Given exercise:
In the material below, change every "bounding box" to "rectangle" and copy everything else unchanged. Leave out the pictures.

--- begin ---

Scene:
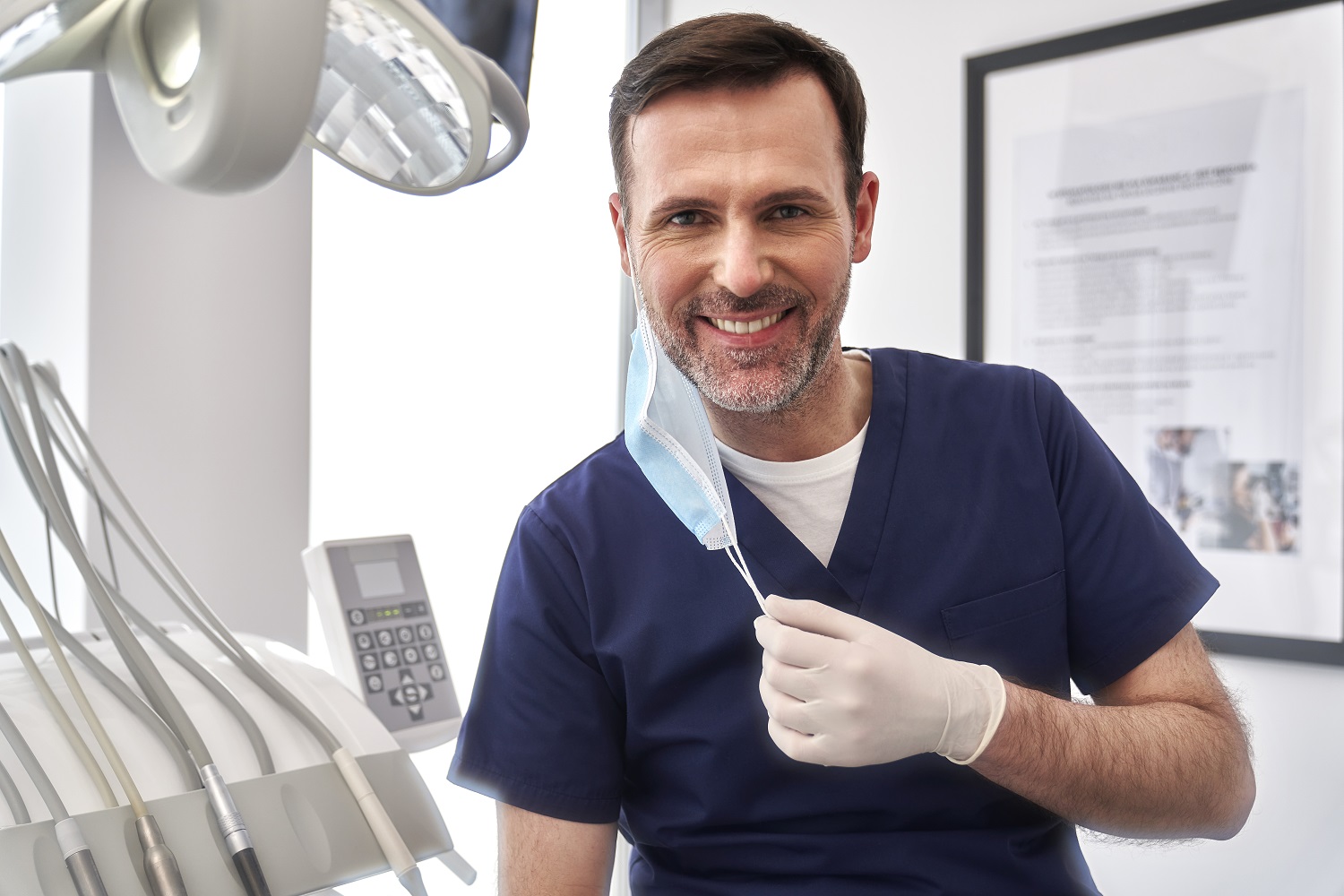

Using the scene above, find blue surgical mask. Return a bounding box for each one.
[625,265,765,610]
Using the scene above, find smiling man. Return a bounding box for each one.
[452,14,1254,896]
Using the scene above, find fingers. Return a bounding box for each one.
[765,594,873,641]
[755,612,844,669]
[757,675,817,735]
[761,651,825,700]
[766,719,827,766]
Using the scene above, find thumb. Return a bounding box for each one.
[765,594,871,641]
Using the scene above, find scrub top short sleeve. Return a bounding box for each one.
[449,508,624,823]
[1032,372,1218,694]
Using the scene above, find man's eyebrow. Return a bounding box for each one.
[757,186,831,208]
[650,186,831,218]
[650,196,717,218]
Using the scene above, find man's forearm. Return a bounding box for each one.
[973,683,1255,840]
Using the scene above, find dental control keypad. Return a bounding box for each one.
[347,600,448,721]
[304,536,461,748]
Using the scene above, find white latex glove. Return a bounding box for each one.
[755,594,1007,766]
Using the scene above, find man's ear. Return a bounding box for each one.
[607,194,633,277]
[851,170,878,262]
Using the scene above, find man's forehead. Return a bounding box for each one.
[629,73,844,205]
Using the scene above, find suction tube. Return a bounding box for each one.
[32,354,425,896]
[0,707,108,896]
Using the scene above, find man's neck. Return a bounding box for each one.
[704,344,873,461]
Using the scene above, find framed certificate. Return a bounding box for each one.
[967,0,1344,665]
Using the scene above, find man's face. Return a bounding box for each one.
[612,75,878,411]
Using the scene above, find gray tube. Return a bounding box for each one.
[39,611,202,790]
[0,342,212,766]
[0,763,32,825]
[39,429,276,777]
[0,707,70,821]
[31,365,341,764]
[104,582,276,775]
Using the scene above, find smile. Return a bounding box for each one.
[707,312,784,333]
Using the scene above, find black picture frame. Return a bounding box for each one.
[965,0,1344,667]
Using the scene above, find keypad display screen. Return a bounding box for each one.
[354,560,406,600]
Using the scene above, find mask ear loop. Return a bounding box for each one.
[723,537,771,616]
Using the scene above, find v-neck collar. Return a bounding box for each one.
[725,348,909,611]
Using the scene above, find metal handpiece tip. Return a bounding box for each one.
[136,815,187,896]
[234,847,271,896]
[397,866,429,896]
[66,849,108,896]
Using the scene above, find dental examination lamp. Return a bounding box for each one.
[0,0,529,196]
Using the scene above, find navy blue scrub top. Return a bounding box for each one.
[449,349,1218,896]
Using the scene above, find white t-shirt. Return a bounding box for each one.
[719,352,868,565]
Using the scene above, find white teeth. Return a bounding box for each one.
[710,312,784,333]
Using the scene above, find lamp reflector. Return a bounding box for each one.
[0,0,107,79]
[142,0,201,94]
[308,0,472,189]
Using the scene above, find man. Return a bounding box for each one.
[452,14,1254,896]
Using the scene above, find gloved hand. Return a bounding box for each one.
[755,594,1007,766]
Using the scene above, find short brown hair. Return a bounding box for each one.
[607,12,868,212]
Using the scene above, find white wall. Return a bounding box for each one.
[668,0,1344,896]
[312,0,629,895]
[0,73,312,648]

--- end ---

The output:
Scene:

Using the scene above, find blue surgical mask. Return a rectangle for each one.
[625,265,765,610]
Using the scene above, find smiling man. Return a rectangle for each one.
[452,14,1254,896]
Using the scene above, find fingers. Return a rectangle for each one.
[765,594,873,641]
[755,612,844,669]
[757,675,817,735]
[761,651,825,700]
[766,719,827,766]
Using the scene above, find thumb. Return a rectangle for each one.
[765,594,871,641]
Using the scene above, find scrub top short sleeve. Return a rectangle for each one.
[449,508,624,823]
[1032,372,1218,694]
Using the scene above, find man's eyebrow. Return a rectangle for each one.
[757,186,831,208]
[650,186,831,218]
[650,196,717,218]
Using the scene above, find man's forearm. Return a rectangle for each one.
[973,683,1255,840]
Using the scene above, find dental control keypad. Return a rectangle for each one.
[347,600,448,721]
[304,536,461,748]
Using the scene above, find white latex glove. Return a rectangle for each one.
[755,594,1007,766]
Using the scene above, find man's ear. Return a rectangle for each one.
[607,194,633,277]
[851,170,878,262]
Using the scene above, find man's forehead. Return a rectangle for each one.
[629,73,844,205]
Using the scene above, find suction tube. Return a rectangle for each one.
[32,354,425,896]
[0,707,108,896]
Using the scene above, find man's neck. Return a rectangle for each one.
[704,344,873,461]
Using the scene above, find framed certificate. Return a rectangle for each one.
[967,0,1344,665]
Using the scene above, find man's face. Return a rectangle for each one.
[612,75,878,411]
Using the scene above, find gray tube. Return a rectangle for each one.
[39,611,202,790]
[0,342,212,766]
[0,763,32,825]
[39,429,276,777]
[0,707,70,821]
[31,365,341,764]
[104,582,276,775]
Using the scene above, find smile. Return a rectangle for each one.
[707,312,784,333]
Using the scene above, find black picture frame. Return a rectangle for each one.
[965,0,1344,667]
Using the scene above, find keypad display screen. Return a rectangle for each one.
[354,560,406,600]
Using the scene above, find mask ear loop. Return a rectangle for each one.
[723,537,771,616]
Using the scene above, find v-neck collar. Return a rectangle for each one.
[725,348,909,611]
Using the scene above, find metal handpiece tip. Return a rectangle for each one.
[136,815,187,896]
[234,847,271,896]
[397,866,429,896]
[66,849,108,896]
Using the scene above, find dental examination lamp. Return a rectangle for each one.
[0,0,529,196]
Using the scene above, find navy blue scrub top. Return a rectangle for each one.
[449,349,1218,896]
Using the scene above, find white t-shirt. Return a rectangle for each one.
[719,352,868,565]
Using the scene above, find white teeth. Return a rectangle for each one.
[710,312,784,333]
Using the scene above, find lamp reflector. Return a rectangle for each one.
[0,0,107,79]
[142,0,201,94]
[308,0,472,189]
Using the scene above, find man. Return a rectangle for each one.
[452,14,1254,896]
Using the scene above, find gloved hand. Return a rectangle for each one.
[755,594,1007,766]
Using the scene above, find short brown hair. Return a rectangle for each one.
[607,12,868,212]
Using the scene above, find white wall. Return a rectangle for each one.
[668,0,1344,896]
[312,0,629,895]
[0,73,312,648]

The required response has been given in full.